[TASK INSTRUCTIONS] In the records between the line containing "of the trash" and the line containing "<point>1157,447</point>", inclusive, swap every "pin" for "marker". Reproduce only those lines, leaving everything else unchanged.

[MATERIALS PROVIDED]

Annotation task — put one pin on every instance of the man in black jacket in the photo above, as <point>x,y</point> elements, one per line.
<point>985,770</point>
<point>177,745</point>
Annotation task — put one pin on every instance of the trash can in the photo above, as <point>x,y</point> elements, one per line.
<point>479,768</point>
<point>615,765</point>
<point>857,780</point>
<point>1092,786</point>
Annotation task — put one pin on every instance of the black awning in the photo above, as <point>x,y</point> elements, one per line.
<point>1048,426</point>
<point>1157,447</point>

--

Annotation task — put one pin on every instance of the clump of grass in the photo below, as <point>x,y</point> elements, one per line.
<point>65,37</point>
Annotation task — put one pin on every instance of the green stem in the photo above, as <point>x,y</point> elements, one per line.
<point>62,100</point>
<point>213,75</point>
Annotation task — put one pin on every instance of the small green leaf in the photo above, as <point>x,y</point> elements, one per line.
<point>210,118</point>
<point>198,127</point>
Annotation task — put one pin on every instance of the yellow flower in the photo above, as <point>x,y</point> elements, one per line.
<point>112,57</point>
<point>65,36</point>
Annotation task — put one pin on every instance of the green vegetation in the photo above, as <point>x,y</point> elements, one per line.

[EXPECTED ANSWER]
Annotation task — put one marker on every instance of the trash can in the photo above, as <point>x,y</point> elements, one per line.
<point>479,768</point>
<point>615,765</point>
<point>857,780</point>
<point>1092,786</point>
Annotation task — put one marker on every instance of the black awning in the photo above, as <point>x,y</point> elements, one per line.
<point>1048,426</point>
<point>1157,447</point>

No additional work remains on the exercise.